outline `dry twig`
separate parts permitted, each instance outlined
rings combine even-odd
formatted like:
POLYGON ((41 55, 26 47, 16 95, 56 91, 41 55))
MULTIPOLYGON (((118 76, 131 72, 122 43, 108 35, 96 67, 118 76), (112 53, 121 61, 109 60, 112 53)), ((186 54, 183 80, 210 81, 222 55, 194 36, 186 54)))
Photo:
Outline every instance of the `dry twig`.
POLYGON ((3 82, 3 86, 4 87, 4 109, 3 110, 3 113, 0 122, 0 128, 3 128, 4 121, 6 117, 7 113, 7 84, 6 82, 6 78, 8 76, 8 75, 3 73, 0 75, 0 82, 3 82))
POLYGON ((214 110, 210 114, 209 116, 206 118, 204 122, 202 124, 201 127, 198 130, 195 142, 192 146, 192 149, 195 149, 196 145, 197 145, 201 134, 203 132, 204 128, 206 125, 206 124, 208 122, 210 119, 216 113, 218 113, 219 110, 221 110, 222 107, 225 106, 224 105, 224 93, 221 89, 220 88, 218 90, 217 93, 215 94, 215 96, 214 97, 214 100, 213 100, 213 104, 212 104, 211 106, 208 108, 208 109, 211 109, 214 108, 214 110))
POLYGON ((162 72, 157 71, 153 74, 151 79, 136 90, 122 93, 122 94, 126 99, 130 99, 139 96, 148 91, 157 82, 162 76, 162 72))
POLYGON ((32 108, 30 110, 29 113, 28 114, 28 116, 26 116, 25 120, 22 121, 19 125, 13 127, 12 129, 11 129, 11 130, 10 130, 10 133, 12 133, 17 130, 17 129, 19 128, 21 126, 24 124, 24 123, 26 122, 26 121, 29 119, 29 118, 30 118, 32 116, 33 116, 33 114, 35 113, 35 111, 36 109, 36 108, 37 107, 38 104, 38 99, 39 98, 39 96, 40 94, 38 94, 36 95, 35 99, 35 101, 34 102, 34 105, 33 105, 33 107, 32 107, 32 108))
▬▬▬▬▬▬▬▬▬▬
_STATED PROBLEM_:
Copy the material above, starting at its first line and ending with the line that contains "POLYGON ((214 110, 210".

_TASK RESPONSE_:
outline `dry twig`
separate parts permitted, each instance outlined
rings combine even-odd
formatted like:
POLYGON ((41 55, 26 47, 16 95, 56 91, 41 55))
MULTIPOLYGON (((118 76, 131 72, 122 43, 108 35, 96 67, 118 76), (112 53, 121 61, 109 60, 112 53)), ((186 54, 183 80, 210 81, 222 55, 194 36, 186 54)))
Photo:
Outline every instance of the `dry twig`.
POLYGON ((3 82, 3 86, 4 87, 4 109, 3 110, 3 113, 0 122, 0 128, 3 128, 4 121, 6 117, 7 113, 7 84, 6 82, 6 78, 8 76, 8 75, 3 73, 0 75, 0 82, 3 82))
POLYGON ((214 110, 210 114, 209 116, 206 118, 204 122, 202 124, 201 127, 198 130, 195 142, 192 146, 192 149, 195 149, 196 145, 197 145, 201 134, 203 132, 204 128, 206 125, 206 124, 208 122, 210 119, 216 113, 218 113, 219 110, 221 110, 222 107, 225 106, 224 105, 224 93, 221 89, 220 88, 218 90, 217 93, 215 94, 215 96, 214 97, 214 100, 213 100, 213 104, 212 104, 211 106, 208 108, 208 109, 211 109, 214 108, 214 110))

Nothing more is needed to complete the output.